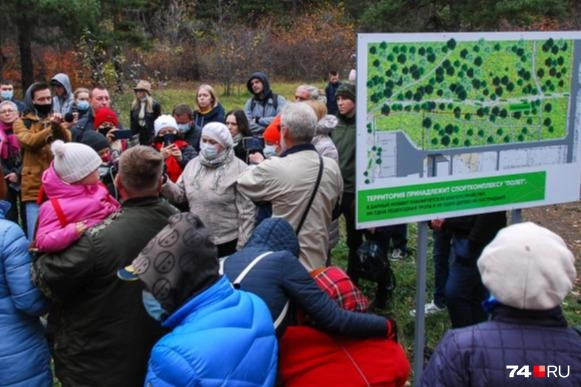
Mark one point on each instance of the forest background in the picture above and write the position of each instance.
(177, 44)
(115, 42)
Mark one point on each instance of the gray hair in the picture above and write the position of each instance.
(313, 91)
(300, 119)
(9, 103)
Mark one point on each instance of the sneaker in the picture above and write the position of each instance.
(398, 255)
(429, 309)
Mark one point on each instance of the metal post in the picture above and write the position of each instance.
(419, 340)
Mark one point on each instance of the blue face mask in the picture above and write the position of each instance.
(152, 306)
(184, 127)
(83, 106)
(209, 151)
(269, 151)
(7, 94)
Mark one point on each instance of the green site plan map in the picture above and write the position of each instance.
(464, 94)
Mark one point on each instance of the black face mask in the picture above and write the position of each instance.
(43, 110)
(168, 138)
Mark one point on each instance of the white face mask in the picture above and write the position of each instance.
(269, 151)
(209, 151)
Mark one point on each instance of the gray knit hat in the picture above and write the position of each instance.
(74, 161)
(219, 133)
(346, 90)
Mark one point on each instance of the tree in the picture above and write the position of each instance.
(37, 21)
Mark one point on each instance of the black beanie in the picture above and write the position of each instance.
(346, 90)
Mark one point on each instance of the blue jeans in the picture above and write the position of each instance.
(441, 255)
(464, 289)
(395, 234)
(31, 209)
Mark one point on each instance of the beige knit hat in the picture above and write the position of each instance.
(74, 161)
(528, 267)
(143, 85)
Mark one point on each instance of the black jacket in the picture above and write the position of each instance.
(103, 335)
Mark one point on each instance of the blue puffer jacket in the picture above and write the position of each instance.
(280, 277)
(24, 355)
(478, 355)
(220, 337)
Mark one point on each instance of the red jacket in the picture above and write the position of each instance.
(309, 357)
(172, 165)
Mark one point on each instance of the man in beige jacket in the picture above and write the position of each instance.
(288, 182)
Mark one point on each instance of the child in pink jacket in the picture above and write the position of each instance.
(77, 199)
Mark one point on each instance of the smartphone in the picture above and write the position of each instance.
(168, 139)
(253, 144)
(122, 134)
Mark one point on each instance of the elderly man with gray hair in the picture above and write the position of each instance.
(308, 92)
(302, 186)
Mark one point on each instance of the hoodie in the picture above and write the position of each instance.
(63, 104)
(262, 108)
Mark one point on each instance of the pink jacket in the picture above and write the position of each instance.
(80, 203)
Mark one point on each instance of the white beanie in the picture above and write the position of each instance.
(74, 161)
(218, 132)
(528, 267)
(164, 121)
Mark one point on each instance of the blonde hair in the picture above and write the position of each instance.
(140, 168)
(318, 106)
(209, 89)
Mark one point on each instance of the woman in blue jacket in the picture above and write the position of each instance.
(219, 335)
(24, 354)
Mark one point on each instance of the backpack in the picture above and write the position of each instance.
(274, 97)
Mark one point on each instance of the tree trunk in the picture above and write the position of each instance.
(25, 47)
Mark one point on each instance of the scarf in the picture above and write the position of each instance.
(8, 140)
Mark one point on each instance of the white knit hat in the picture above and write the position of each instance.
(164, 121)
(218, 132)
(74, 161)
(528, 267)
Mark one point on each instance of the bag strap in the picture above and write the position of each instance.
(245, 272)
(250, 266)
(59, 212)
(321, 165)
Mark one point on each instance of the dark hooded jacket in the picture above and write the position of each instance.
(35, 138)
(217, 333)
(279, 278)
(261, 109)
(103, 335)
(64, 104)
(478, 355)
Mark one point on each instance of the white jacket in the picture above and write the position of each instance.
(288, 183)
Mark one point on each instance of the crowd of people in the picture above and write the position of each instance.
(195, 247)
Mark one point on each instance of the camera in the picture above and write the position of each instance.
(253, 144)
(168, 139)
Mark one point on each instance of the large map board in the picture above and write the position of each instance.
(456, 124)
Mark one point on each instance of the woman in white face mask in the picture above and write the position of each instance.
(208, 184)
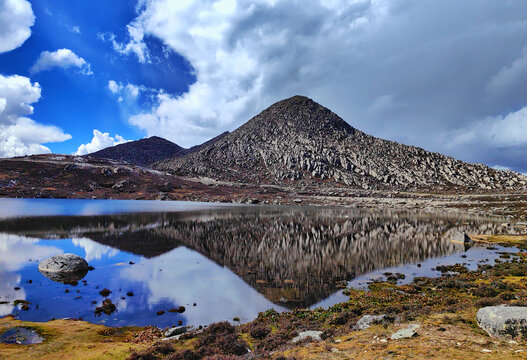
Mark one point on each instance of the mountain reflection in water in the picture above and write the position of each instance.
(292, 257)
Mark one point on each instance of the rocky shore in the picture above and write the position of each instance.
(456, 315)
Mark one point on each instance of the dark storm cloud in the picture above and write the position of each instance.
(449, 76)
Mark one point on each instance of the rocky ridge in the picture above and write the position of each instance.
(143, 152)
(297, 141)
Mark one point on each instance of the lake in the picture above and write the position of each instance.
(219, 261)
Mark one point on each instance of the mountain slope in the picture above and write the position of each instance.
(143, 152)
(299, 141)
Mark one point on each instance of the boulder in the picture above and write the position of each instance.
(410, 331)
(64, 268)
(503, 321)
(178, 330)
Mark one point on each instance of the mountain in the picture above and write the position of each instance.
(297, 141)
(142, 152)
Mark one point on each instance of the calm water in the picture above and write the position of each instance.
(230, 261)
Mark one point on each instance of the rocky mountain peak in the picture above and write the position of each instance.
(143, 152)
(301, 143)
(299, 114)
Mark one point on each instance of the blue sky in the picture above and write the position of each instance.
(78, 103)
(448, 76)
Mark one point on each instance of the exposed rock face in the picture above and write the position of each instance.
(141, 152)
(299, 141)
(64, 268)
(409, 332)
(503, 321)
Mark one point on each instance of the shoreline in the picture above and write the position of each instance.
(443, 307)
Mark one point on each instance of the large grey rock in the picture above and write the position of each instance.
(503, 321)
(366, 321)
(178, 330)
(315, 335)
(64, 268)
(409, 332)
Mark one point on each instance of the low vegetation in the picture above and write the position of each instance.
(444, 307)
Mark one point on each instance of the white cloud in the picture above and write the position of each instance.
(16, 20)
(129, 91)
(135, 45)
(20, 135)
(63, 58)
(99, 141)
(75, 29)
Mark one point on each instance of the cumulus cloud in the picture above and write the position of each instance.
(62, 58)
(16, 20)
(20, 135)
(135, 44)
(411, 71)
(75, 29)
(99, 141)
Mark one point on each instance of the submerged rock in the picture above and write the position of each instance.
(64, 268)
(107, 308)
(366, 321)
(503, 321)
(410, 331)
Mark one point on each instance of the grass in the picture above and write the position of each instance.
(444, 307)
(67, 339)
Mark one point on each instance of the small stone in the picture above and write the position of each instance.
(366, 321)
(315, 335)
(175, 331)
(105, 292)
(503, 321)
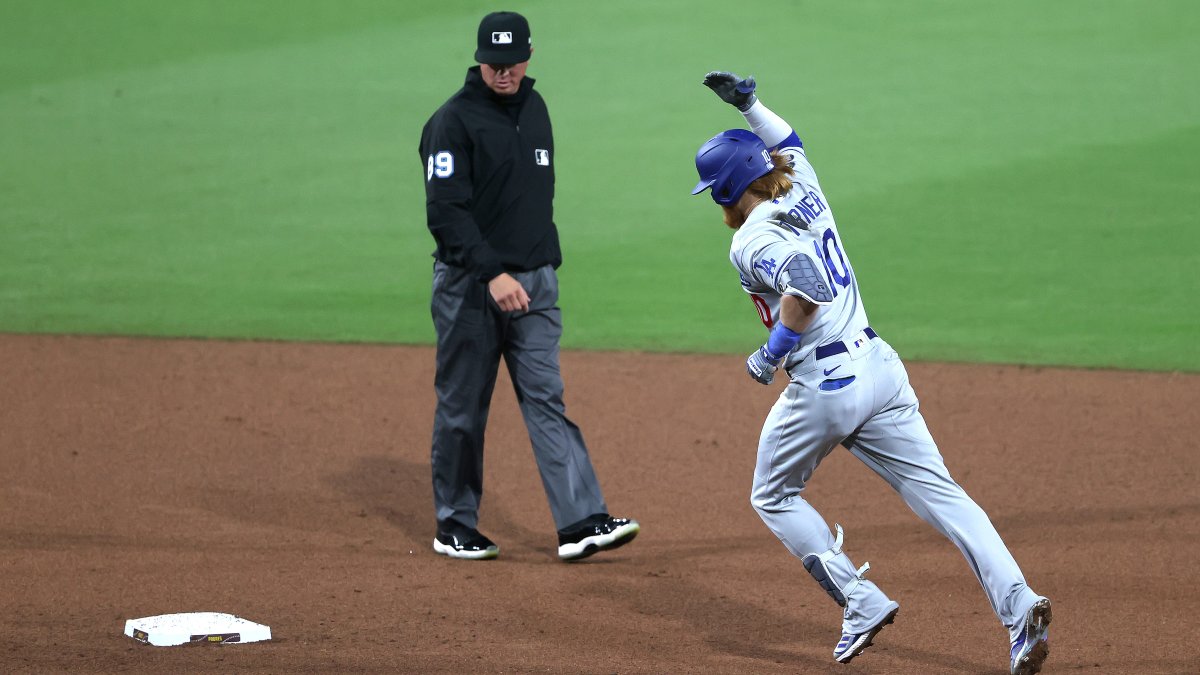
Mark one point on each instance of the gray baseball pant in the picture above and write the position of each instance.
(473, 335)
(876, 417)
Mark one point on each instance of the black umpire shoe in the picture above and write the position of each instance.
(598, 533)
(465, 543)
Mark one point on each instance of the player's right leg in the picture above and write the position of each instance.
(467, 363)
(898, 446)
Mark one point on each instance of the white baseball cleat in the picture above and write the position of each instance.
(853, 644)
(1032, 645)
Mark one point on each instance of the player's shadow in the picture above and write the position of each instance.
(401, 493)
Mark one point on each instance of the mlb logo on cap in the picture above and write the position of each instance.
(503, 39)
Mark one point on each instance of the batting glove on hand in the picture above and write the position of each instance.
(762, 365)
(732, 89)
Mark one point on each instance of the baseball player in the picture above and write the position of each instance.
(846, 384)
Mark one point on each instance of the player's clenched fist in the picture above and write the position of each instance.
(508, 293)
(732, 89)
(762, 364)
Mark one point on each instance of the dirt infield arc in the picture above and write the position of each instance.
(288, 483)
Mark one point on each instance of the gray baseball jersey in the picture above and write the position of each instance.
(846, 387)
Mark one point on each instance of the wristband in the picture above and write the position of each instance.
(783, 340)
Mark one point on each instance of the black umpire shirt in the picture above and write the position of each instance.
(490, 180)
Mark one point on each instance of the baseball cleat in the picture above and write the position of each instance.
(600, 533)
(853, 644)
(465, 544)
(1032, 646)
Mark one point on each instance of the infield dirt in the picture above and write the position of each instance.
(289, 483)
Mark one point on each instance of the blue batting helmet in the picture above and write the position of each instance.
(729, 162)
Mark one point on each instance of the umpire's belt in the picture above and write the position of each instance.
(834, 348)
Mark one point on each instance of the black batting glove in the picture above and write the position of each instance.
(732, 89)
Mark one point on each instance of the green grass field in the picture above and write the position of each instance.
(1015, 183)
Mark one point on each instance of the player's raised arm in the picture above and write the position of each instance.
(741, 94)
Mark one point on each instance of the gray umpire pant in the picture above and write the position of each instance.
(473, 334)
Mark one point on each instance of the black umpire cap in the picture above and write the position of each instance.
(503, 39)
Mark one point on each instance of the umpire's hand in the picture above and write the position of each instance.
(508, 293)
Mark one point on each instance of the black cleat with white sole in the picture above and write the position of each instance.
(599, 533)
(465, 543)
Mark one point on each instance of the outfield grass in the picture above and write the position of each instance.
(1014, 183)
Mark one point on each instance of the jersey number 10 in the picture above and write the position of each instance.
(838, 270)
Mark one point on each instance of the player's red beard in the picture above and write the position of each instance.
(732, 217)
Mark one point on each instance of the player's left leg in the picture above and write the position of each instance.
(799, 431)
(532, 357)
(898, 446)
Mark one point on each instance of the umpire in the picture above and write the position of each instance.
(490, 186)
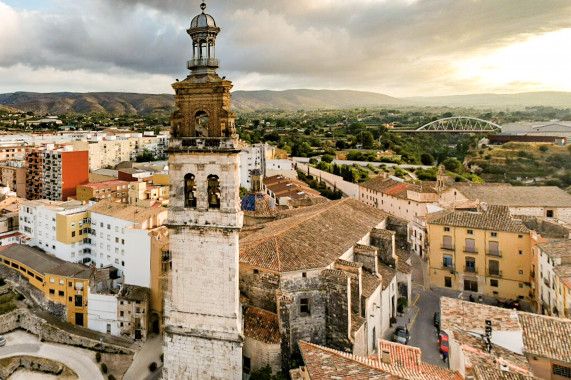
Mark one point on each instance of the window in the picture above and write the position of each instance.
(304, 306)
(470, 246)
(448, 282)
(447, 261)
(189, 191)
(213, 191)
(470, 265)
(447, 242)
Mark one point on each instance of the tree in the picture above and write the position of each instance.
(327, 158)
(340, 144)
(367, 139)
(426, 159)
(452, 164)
##########
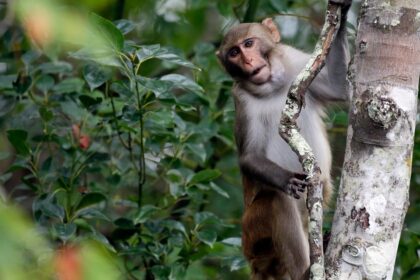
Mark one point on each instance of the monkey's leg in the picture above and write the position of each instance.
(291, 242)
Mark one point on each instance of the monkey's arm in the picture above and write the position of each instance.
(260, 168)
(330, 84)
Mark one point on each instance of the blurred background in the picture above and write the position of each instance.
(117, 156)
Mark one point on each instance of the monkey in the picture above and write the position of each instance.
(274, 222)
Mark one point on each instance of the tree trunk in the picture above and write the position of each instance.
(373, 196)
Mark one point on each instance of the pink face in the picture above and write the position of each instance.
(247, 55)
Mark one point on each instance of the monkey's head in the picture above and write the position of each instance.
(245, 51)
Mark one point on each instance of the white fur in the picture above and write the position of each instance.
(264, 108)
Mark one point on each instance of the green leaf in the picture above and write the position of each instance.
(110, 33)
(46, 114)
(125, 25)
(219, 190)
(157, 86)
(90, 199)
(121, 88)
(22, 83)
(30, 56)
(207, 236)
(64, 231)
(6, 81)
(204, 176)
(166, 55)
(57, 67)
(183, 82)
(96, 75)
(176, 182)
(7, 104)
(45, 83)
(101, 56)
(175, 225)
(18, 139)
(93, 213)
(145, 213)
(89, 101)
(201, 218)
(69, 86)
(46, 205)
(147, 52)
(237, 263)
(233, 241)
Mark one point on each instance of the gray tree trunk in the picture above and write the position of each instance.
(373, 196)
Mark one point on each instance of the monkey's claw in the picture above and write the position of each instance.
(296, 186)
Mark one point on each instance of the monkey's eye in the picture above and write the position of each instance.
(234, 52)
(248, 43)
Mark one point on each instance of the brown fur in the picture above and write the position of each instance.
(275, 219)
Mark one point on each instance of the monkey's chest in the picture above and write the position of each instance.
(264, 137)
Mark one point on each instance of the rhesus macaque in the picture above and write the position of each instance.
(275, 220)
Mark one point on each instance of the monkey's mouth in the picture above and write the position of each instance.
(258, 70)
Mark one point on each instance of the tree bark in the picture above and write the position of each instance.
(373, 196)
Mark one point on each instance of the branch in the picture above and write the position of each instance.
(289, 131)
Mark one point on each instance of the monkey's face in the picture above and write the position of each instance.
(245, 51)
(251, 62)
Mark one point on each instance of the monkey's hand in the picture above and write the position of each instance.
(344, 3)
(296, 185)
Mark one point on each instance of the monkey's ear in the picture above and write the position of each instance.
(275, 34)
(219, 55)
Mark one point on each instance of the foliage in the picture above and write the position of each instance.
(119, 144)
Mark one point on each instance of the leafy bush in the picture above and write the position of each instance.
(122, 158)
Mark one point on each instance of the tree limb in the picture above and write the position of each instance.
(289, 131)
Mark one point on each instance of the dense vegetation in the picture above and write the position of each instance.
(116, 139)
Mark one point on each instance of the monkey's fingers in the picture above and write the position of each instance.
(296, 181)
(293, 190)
##########
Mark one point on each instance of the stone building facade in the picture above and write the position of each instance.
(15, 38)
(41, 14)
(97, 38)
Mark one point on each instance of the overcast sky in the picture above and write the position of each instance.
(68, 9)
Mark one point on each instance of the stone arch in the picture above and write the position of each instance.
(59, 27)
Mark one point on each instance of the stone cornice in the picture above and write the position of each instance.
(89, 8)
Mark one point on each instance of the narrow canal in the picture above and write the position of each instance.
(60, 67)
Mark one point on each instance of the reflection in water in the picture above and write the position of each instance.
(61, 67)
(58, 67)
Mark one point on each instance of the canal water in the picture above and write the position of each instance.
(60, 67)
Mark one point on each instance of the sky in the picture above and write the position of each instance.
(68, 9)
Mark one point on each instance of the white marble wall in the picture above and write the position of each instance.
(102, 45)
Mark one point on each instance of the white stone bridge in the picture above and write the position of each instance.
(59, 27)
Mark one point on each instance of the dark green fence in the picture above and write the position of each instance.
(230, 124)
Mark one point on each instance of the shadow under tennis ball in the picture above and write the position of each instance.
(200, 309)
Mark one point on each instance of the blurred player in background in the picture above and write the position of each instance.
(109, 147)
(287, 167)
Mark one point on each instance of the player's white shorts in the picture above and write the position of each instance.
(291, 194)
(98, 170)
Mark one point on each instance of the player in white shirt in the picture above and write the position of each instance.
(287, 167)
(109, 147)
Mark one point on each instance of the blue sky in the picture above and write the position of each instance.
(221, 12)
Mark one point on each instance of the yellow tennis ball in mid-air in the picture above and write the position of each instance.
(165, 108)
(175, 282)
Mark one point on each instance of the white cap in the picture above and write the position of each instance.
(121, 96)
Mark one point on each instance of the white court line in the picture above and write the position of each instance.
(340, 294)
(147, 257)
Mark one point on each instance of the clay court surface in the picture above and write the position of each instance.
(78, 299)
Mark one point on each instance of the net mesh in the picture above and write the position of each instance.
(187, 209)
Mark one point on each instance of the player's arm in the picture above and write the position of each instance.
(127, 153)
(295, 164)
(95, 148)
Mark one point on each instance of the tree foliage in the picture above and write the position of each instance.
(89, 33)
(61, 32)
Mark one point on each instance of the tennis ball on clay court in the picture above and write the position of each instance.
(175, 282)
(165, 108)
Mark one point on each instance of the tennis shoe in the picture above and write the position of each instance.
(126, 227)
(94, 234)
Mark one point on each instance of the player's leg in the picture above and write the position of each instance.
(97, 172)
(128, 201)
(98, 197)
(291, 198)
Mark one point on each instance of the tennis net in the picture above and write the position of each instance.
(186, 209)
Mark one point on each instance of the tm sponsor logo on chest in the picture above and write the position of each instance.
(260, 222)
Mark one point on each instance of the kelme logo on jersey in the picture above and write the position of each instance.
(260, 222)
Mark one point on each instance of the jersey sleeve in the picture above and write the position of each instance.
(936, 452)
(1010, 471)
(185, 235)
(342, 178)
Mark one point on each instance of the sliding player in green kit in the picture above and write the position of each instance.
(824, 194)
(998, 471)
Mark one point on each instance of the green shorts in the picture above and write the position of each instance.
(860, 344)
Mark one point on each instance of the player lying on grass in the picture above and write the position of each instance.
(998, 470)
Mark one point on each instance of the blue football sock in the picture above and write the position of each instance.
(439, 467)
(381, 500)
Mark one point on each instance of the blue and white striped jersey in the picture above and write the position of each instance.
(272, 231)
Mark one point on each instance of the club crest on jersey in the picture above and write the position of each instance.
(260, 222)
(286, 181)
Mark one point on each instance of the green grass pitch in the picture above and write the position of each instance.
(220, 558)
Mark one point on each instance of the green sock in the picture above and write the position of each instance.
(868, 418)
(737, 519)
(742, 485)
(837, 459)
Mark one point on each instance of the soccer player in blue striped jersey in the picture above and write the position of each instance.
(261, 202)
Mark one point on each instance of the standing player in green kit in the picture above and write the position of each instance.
##########
> [GIVEN PROBLEM] Repeat the records word for word, starting with the line that contains "Mark one point on each instance of the green shorts" and going on through the line that contains "Mark one point on each instance of the standing".

> [ANSWER TO THE PROBLEM]
Mark one point on each instance of the green shorts in the picture above and write the position of each instance.
(860, 344)
Mark one point on each instance of the player lying on grass in the picture above and write the position of each instance.
(998, 470)
Mark one point on each instance of the blue football sock in the picture above and write the position of each instance.
(439, 467)
(381, 500)
Mark one point on each instance of the blue and white striped jersey in the picture above and write the position of each instance.
(272, 231)
Mark one point on each instance of the club crest on jersey in the picture above and write the position of each instance.
(260, 222)
(286, 181)
Mark one point on each instance of the green grass pitch in the picture above and write the position of each instance.
(220, 558)
Mark one point on each instance of the green sock in the picture above and write the position of each instance.
(868, 418)
(737, 519)
(742, 485)
(837, 459)
Mark one point on each instance of the soccer player in blue striped jersey in the picture above and write the position of each instance.
(261, 202)
Mark one point on each instance of the standing player in green kit in the picture above and write the position of each instance.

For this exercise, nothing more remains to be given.